WORK INSTRUCTION: Exactly as written, transcribe the data that follows.

= Beginning of Section =

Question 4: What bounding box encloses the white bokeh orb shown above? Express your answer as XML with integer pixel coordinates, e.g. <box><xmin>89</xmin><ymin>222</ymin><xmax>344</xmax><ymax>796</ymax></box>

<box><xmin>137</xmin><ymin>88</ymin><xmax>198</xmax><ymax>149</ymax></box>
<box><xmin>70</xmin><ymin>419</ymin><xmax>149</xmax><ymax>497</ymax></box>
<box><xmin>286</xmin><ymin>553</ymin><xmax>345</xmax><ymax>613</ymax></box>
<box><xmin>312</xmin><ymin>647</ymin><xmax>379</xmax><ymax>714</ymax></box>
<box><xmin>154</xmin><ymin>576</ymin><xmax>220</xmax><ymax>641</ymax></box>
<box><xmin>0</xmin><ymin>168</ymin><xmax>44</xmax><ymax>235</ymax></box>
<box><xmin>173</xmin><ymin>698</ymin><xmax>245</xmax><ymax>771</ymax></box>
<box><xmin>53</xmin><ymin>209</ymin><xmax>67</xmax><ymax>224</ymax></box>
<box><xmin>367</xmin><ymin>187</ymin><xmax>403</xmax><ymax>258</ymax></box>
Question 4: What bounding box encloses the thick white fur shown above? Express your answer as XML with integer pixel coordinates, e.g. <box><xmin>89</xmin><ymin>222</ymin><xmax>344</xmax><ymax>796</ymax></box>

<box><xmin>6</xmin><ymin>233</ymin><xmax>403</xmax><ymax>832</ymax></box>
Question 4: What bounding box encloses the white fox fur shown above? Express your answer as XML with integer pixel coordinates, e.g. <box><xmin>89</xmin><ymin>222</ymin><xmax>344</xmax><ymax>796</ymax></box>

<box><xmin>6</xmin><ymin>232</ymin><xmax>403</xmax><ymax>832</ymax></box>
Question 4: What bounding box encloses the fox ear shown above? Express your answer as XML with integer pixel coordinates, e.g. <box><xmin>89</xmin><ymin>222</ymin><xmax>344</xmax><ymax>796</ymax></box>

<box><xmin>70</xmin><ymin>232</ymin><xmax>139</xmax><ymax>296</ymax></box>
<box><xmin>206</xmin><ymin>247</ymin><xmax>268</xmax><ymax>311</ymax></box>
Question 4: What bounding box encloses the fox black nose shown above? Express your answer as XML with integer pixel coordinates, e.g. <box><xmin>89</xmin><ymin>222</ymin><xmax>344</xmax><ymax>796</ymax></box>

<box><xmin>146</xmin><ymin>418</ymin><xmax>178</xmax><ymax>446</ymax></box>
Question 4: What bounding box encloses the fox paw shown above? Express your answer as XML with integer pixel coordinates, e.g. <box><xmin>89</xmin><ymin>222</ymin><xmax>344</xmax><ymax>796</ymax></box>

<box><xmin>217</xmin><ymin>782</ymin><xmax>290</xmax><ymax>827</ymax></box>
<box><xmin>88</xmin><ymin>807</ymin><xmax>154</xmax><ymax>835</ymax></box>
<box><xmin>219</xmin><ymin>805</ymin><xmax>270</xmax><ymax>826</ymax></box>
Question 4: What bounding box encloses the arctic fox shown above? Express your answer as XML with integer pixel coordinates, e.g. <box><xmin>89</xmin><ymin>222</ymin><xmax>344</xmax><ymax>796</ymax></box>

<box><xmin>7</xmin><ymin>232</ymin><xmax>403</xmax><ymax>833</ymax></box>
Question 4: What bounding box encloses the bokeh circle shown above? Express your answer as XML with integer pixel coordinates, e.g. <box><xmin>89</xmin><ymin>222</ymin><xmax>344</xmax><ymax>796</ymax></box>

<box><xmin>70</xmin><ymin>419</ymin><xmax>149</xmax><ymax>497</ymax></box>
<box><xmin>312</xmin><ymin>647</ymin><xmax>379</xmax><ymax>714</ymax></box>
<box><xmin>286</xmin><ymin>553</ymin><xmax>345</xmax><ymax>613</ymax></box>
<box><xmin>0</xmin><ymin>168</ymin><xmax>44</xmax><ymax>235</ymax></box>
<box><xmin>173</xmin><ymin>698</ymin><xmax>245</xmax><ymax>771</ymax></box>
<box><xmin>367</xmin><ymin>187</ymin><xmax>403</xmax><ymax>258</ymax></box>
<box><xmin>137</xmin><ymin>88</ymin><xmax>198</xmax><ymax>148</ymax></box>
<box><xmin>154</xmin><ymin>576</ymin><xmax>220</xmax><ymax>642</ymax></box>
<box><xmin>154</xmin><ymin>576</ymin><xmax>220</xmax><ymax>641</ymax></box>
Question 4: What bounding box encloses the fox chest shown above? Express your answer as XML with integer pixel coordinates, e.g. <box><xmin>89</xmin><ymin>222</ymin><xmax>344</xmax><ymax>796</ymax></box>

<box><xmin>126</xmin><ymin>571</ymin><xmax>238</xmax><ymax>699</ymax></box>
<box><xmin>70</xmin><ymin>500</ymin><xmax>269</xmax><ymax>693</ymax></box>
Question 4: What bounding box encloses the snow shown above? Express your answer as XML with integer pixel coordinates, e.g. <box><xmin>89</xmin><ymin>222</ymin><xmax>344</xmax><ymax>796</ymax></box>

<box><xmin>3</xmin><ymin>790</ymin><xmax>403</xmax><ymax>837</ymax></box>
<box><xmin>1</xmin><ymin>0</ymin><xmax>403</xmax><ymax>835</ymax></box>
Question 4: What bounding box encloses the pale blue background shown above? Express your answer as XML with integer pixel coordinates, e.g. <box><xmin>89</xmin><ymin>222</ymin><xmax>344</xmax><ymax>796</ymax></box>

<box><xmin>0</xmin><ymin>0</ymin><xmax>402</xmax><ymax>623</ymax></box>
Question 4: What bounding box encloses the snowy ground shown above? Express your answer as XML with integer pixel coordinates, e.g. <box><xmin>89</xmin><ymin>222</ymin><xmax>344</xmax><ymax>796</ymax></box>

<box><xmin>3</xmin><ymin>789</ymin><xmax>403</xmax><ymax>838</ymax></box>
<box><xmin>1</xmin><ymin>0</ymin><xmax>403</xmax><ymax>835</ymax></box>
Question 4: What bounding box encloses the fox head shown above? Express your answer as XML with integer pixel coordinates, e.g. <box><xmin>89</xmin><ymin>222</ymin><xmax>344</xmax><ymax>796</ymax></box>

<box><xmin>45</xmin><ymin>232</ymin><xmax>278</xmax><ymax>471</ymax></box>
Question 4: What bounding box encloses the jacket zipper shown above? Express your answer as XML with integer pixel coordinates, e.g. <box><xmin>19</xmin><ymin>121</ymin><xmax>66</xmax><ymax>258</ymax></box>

= End of Section =

THE COMPLETED TASK:
Question 4: What bounding box encloses the white bokeh orb shown above? Express your answer as XML with integer pixel coordinates, e.g. <box><xmin>89</xmin><ymin>222</ymin><xmax>344</xmax><ymax>796</ymax></box>

<box><xmin>137</xmin><ymin>88</ymin><xmax>198</xmax><ymax>149</ymax></box>
<box><xmin>70</xmin><ymin>419</ymin><xmax>149</xmax><ymax>497</ymax></box>
<box><xmin>286</xmin><ymin>553</ymin><xmax>345</xmax><ymax>613</ymax></box>
<box><xmin>312</xmin><ymin>647</ymin><xmax>379</xmax><ymax>714</ymax></box>
<box><xmin>154</xmin><ymin>576</ymin><xmax>220</xmax><ymax>641</ymax></box>
<box><xmin>0</xmin><ymin>168</ymin><xmax>44</xmax><ymax>235</ymax></box>
<box><xmin>173</xmin><ymin>698</ymin><xmax>245</xmax><ymax>771</ymax></box>
<box><xmin>53</xmin><ymin>209</ymin><xmax>67</xmax><ymax>224</ymax></box>
<box><xmin>367</xmin><ymin>187</ymin><xmax>403</xmax><ymax>258</ymax></box>
Question 4: What bounding box encloses the thick white fur shown above? Express your answer as XML with integer pixel coordinates, e.g. <box><xmin>89</xmin><ymin>222</ymin><xmax>344</xmax><ymax>796</ymax></box>

<box><xmin>6</xmin><ymin>233</ymin><xmax>403</xmax><ymax>832</ymax></box>
Question 4: What bounding box encloses the white fox fur shown above? Express your answer as XML with integer pixel coordinates, e.g. <box><xmin>89</xmin><ymin>222</ymin><xmax>344</xmax><ymax>796</ymax></box>

<box><xmin>6</xmin><ymin>232</ymin><xmax>403</xmax><ymax>832</ymax></box>
Question 4: What bounding box encloses the fox ear shown above? Express your answer as XML with integer pixel coordinates, e.g. <box><xmin>89</xmin><ymin>222</ymin><xmax>344</xmax><ymax>796</ymax></box>

<box><xmin>70</xmin><ymin>232</ymin><xmax>139</xmax><ymax>296</ymax></box>
<box><xmin>206</xmin><ymin>247</ymin><xmax>268</xmax><ymax>311</ymax></box>
Question 4: What bounding box encloses the fox black nose shown above? Express your answer as XML with integer pixel coordinates, e.g. <box><xmin>89</xmin><ymin>222</ymin><xmax>344</xmax><ymax>796</ymax></box>

<box><xmin>146</xmin><ymin>418</ymin><xmax>178</xmax><ymax>446</ymax></box>
Question 4: What bounding box encloses the fox paw shown above? Express your answer as XML with integer pixel coordinates, e.g. <box><xmin>89</xmin><ymin>222</ymin><xmax>344</xmax><ymax>796</ymax></box>

<box><xmin>217</xmin><ymin>782</ymin><xmax>290</xmax><ymax>827</ymax></box>
<box><xmin>88</xmin><ymin>807</ymin><xmax>154</xmax><ymax>835</ymax></box>
<box><xmin>219</xmin><ymin>805</ymin><xmax>270</xmax><ymax>826</ymax></box>
Question 4: What bounding box encloses the arctic fox shown above? Express your answer as XML with integer pixel coordinates, e.g. <box><xmin>89</xmin><ymin>222</ymin><xmax>344</xmax><ymax>796</ymax></box>

<box><xmin>7</xmin><ymin>232</ymin><xmax>403</xmax><ymax>833</ymax></box>
Question 4: What bounding box encloses the bokeh circle shown above? Express your answer as XML with integer pixel coordinates, e.g. <box><xmin>89</xmin><ymin>222</ymin><xmax>344</xmax><ymax>796</ymax></box>

<box><xmin>70</xmin><ymin>419</ymin><xmax>149</xmax><ymax>497</ymax></box>
<box><xmin>312</xmin><ymin>647</ymin><xmax>379</xmax><ymax>714</ymax></box>
<box><xmin>286</xmin><ymin>553</ymin><xmax>345</xmax><ymax>613</ymax></box>
<box><xmin>0</xmin><ymin>168</ymin><xmax>44</xmax><ymax>235</ymax></box>
<box><xmin>173</xmin><ymin>698</ymin><xmax>245</xmax><ymax>771</ymax></box>
<box><xmin>367</xmin><ymin>187</ymin><xmax>403</xmax><ymax>258</ymax></box>
<box><xmin>137</xmin><ymin>88</ymin><xmax>198</xmax><ymax>148</ymax></box>
<box><xmin>154</xmin><ymin>576</ymin><xmax>220</xmax><ymax>642</ymax></box>
<box><xmin>154</xmin><ymin>576</ymin><xmax>220</xmax><ymax>641</ymax></box>
Question 4: What bounding box encloses the fox chest shown above? Express your answer as XML with integer pixel coordinates, e.g. <box><xmin>89</xmin><ymin>222</ymin><xmax>344</xmax><ymax>796</ymax></box>

<box><xmin>126</xmin><ymin>571</ymin><xmax>238</xmax><ymax>699</ymax></box>
<box><xmin>70</xmin><ymin>500</ymin><xmax>269</xmax><ymax>693</ymax></box>
Question 4: What bounding box encloses the snow shown above? Express your answer as XML with integer pixel coordinates, e.g. <box><xmin>89</xmin><ymin>222</ymin><xmax>344</xmax><ymax>796</ymax></box>

<box><xmin>3</xmin><ymin>790</ymin><xmax>403</xmax><ymax>837</ymax></box>
<box><xmin>1</xmin><ymin>0</ymin><xmax>403</xmax><ymax>835</ymax></box>
Question 4: What bounding box encloses the pale blue background shown above? Express your answer as XML with integer pixel coordinates, e.g. <box><xmin>89</xmin><ymin>222</ymin><xmax>344</xmax><ymax>796</ymax></box>

<box><xmin>0</xmin><ymin>0</ymin><xmax>402</xmax><ymax>623</ymax></box>
Question 4: What bounding box encloses the snowy ground shown above? Express your answer as XML with integer pixel coordinates, e.g. <box><xmin>89</xmin><ymin>222</ymin><xmax>344</xmax><ymax>796</ymax></box>

<box><xmin>3</xmin><ymin>789</ymin><xmax>403</xmax><ymax>838</ymax></box>
<box><xmin>1</xmin><ymin>0</ymin><xmax>403</xmax><ymax>835</ymax></box>
Question 4: What bounding box encloses the fox head shown above? Express your answer as XML with integer pixel coordinates, e.g. <box><xmin>89</xmin><ymin>222</ymin><xmax>344</xmax><ymax>796</ymax></box>

<box><xmin>45</xmin><ymin>232</ymin><xmax>278</xmax><ymax>471</ymax></box>
Question 4: What bounding box encloses the jacket zipper shown above? Express your answer as XML with integer pixel coordinates, e.g. <box><xmin>19</xmin><ymin>121</ymin><xmax>66</xmax><ymax>258</ymax></box>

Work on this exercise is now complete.